To explicate our holding we shall first set forth the pertinent facts. Then we shall direct our attention to the statute that governs trusteeships of locals and the necessary accommodation between district court jurisdiction provided thereunder and the jurisdiction of the NLRB. Next follows a review of the propriety of the district court's action in granting the preliminary injunction. In doing this we shall first determine and then apply the proper standard of review to the facts of this case. Finally, we shall address the attorney's fees issue.

I. Facts

Appellee Benda is the president of District Lodge 508 of the Machinists Union. This lodge is composed of representatives from all the local lodges in California's Santa Clara and Santa Cruz counties. The members of these locals are all employees of Lockheed Missile & Space Company (LMSC), a wholly-owned subsidiary of Lockheed Aircraft Corporation.

◆ Material:
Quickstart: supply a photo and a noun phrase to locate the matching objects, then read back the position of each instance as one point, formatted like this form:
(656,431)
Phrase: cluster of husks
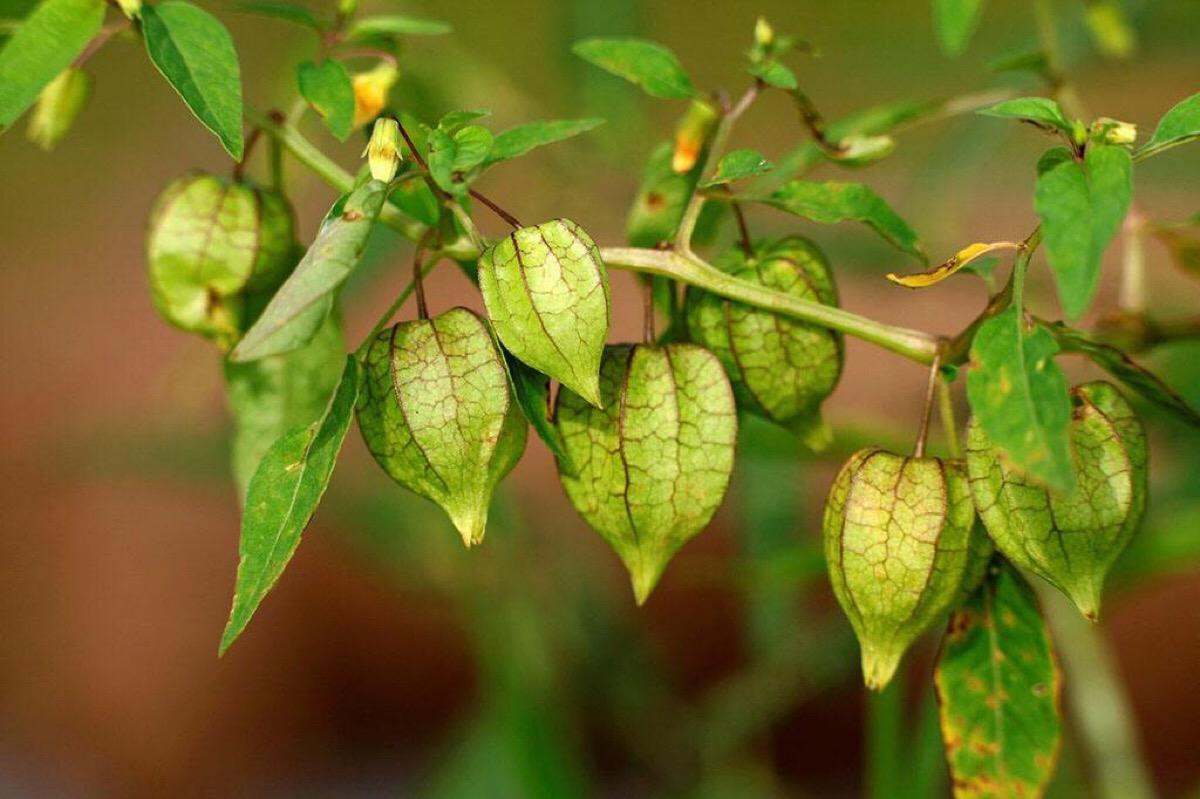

◆ Your objective: Transcribe the passage from the union trusteeship opinion, starting with "To explicate our" and going on through "attorney's fees issue.".

◆ Output below:
To explicate our holding we shall first set forth the pertinent facts. Then we shall direct our attention to the statute that governs trusteeships of locals and the necessary accommodation between district court jurisdiction provided thereunder and the jurisdiction of the NLRB. Next follows a review of the propriety of the district court's action in granting the preliminary injunction. In doing this we shall first determine and then apply the proper standard of review to the facts of this case. Finally, we shall address the attorney's fees issue.